Permettre aux élus ruraux de mieux connaître et comprendre les logiques de l’hébergement Airbnb constitue ainsi une première étape pour qu’ils puissent en tirer des effets bénéfiques pour le développement de leurs territoires.
D’une certaine manière ce réseau peut être créateur de solidarité locale ?
En effet. D’une manière plus générale, l’hébergement Airbnb est très souvent fortement encastrée dans les réseaux locaux de solidarité, notamment amicaux et de voisinage, des hébergeurs. Les hébergeurs s’appuient en effet sur ces réseaux pour réaliser différentes tâches liées à l’activité (le ménage, l’accueil des touristes, les loisirs et les commerces conseillés, etc.). L’activité Airbnb peut alors avoir des retombées à l’échelle locale : en orientant de manière privilégiée les touristes vers les commerces et les artisans locaux, les hébergeurs contribuent dans une certaine mesure à une forme de revitalisation de leurs communes.
De quoi réhabiliter l’image de la plateforme pour le territoire ?
L’activité d’hébergement leur permet également bien souvent d’accumuler des ressources sociales (créer des liens, rompre avec l’isolement social pour les retraités).
Pas complètement. Attention à ne pas surévaluer ces effets bénéfiques du développement d’Airbnb, qui sont en partie liées à l’influence des contextes périurbains et ruraux sur la manière de pratiquer l’hébergement. Si nous retrouvons dans les centres-villes de métropoles régionales comme Tours, ou de villes moyennes touristiques comme Blois, le rôle de l’orientation vers des commerces locaux, nos entretiens révèlent aussi la présence, certes minoritaire, de conflits de voisinage, mais aussi de mise sur le marché de la location touristique de petits logements ou des chambres qui intéressent au premier chef les étudiants de ces villes universitaires. Cela peut laisser craindre une certaine tension sur ce segment immobilier. Sur ce point, la réalité n’est pas radicalement différente de ce qu’on peut observer dans les hyper-centre des grandes métropoles.

- Objectif de l'exercice
Recopiez fidèlement le passage de l'extrait sur l'hébergement Airbnb qui s'ouvre sur les mots contenant « Permettre aux élus » et se clôt sur « solidarité locale ? ».

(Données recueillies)

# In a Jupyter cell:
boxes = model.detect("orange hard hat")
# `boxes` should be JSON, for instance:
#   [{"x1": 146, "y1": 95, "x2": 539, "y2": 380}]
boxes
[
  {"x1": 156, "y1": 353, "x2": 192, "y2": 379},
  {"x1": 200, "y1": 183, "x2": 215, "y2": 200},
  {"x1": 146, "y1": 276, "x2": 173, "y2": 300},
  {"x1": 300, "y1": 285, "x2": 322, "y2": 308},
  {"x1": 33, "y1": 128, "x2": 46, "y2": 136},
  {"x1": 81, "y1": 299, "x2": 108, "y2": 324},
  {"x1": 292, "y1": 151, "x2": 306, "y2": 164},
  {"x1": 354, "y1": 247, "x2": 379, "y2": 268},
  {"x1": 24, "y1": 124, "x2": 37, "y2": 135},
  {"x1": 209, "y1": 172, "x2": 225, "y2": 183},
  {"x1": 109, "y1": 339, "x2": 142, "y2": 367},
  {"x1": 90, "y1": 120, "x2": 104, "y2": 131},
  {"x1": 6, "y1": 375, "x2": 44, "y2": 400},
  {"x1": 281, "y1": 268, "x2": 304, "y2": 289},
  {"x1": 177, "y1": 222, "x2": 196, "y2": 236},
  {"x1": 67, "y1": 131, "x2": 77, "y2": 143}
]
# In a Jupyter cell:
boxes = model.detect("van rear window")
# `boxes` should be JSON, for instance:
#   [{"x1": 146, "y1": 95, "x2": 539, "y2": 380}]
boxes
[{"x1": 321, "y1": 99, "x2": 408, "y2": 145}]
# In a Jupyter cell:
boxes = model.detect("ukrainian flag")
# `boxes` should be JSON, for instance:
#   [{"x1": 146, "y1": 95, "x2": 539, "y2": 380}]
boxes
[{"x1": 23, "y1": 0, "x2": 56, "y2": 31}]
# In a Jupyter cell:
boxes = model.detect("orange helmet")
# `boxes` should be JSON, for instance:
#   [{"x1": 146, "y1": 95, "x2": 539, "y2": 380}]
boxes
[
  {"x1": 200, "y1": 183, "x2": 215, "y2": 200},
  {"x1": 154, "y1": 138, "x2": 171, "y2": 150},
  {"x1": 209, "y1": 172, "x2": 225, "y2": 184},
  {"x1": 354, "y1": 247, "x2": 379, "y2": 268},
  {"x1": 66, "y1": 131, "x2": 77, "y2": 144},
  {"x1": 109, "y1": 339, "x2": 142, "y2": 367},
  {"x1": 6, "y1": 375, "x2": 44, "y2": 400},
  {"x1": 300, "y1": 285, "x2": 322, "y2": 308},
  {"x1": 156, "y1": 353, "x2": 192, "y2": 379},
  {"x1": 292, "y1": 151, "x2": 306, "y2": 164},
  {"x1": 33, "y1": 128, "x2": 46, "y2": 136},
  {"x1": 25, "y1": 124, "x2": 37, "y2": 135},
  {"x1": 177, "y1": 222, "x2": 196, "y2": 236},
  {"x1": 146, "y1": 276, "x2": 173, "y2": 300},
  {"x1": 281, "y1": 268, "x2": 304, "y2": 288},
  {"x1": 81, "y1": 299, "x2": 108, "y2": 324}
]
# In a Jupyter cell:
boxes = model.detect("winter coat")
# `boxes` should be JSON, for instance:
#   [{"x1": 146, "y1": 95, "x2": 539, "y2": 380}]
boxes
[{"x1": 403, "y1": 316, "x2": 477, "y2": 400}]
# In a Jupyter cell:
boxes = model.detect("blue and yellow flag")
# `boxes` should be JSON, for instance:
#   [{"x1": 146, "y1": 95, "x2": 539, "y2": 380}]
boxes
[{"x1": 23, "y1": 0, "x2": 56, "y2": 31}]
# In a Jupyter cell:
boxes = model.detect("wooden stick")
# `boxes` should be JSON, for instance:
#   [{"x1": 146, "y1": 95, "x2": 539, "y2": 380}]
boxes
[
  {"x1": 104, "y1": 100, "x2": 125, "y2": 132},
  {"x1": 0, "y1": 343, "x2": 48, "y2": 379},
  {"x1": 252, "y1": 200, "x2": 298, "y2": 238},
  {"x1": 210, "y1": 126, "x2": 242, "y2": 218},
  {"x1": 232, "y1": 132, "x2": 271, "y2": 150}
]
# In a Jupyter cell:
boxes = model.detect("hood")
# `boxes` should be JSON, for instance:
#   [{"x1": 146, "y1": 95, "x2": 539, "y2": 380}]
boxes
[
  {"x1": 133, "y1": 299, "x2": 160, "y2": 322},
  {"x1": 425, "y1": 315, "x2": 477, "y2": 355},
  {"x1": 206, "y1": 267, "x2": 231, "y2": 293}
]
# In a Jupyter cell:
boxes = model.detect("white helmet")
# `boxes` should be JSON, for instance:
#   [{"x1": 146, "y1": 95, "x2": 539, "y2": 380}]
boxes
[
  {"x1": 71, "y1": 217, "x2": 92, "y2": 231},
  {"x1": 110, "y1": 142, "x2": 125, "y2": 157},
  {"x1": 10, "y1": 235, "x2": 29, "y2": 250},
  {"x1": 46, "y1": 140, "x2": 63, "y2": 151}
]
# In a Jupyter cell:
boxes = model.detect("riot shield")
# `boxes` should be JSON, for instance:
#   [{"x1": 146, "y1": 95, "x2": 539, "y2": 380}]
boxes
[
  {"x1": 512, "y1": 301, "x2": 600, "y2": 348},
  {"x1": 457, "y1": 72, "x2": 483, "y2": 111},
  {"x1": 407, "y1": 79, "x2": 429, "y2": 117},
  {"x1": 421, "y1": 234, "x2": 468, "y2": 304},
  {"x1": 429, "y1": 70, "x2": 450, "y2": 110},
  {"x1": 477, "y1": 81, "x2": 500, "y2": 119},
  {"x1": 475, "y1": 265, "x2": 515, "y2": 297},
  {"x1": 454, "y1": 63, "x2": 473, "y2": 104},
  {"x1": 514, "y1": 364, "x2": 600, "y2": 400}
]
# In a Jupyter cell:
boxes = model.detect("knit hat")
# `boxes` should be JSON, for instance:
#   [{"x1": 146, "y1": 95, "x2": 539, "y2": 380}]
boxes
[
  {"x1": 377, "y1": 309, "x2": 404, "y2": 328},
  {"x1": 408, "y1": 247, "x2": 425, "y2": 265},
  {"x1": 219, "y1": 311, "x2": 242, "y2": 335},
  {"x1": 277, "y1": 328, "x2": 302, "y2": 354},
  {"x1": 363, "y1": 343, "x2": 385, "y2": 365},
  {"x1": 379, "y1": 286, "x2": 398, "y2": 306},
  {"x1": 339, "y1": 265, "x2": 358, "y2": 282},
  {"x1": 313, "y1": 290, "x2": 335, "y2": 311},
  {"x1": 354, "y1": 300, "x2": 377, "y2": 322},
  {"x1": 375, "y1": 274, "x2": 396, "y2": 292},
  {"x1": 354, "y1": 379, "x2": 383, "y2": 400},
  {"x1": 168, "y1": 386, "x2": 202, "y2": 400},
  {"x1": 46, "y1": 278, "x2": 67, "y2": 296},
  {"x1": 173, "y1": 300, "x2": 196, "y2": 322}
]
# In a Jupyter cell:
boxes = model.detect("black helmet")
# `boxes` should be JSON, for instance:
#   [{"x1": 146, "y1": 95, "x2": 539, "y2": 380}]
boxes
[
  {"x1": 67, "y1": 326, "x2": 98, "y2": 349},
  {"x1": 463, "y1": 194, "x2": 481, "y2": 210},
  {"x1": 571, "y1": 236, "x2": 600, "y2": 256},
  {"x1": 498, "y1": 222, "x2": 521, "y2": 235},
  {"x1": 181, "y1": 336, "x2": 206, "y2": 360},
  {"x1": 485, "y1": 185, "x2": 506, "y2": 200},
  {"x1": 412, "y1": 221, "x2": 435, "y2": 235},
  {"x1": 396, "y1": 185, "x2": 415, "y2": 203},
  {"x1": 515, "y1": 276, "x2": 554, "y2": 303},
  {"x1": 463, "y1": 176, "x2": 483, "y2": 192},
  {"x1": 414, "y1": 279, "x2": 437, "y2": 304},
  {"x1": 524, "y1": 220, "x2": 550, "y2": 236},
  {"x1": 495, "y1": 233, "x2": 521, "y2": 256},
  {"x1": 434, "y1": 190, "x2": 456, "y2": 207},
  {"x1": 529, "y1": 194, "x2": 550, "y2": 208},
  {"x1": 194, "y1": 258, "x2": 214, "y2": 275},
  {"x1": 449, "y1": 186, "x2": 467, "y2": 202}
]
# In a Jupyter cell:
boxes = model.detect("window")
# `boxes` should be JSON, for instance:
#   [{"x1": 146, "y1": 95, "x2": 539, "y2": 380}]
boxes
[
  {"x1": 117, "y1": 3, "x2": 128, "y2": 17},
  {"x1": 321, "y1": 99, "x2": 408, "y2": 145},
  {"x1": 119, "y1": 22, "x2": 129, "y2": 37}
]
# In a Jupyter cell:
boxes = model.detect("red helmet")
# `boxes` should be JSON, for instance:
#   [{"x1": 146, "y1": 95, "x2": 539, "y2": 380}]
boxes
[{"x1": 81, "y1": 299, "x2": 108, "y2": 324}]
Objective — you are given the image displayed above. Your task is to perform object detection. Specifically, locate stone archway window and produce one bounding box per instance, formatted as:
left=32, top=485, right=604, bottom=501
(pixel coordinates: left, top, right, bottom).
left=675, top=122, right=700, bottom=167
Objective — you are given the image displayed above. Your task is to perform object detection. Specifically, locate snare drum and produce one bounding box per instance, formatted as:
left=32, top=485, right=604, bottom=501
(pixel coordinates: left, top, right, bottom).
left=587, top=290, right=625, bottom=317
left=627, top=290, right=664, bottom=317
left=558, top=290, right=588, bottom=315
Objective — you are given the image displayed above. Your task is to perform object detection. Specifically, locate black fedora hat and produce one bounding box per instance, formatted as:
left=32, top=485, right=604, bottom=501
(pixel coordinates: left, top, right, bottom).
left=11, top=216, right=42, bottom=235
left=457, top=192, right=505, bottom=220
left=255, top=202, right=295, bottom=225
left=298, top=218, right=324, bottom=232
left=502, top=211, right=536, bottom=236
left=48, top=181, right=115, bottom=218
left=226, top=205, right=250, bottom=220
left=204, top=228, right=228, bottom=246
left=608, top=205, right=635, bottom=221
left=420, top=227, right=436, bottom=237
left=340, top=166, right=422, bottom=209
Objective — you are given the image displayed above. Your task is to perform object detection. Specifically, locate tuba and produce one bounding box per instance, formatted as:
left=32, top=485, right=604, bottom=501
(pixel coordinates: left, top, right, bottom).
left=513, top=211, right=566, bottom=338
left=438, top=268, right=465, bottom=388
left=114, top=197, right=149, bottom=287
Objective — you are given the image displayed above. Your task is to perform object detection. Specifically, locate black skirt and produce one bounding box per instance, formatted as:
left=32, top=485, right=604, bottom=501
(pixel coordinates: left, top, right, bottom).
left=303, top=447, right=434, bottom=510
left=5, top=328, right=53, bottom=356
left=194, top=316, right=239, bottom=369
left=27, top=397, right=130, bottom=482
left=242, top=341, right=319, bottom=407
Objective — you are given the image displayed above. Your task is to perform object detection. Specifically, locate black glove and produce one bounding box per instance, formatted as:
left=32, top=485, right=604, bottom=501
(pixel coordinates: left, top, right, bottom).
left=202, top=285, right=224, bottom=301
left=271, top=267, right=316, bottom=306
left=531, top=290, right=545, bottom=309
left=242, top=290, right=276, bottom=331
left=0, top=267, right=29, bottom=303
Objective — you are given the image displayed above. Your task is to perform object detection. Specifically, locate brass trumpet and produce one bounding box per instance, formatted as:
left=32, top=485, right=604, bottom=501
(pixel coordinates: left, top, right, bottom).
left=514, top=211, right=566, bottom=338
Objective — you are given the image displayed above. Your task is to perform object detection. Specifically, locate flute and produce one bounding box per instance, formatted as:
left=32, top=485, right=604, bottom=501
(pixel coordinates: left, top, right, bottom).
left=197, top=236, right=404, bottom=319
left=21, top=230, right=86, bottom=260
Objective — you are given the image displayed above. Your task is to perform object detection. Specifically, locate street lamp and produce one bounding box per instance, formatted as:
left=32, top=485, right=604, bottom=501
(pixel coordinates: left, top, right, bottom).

- Votre solution
Permettre aux élus ruraux de mieux connaître et comprendre les logiques de l’hébergement Airbnb constitue ainsi une première étape pour qu’ils puissent en tirer des effets bénéfiques pour le développement de leurs territoires.
D’une certaine manière ce réseau peut être créateur de solidarité locale ?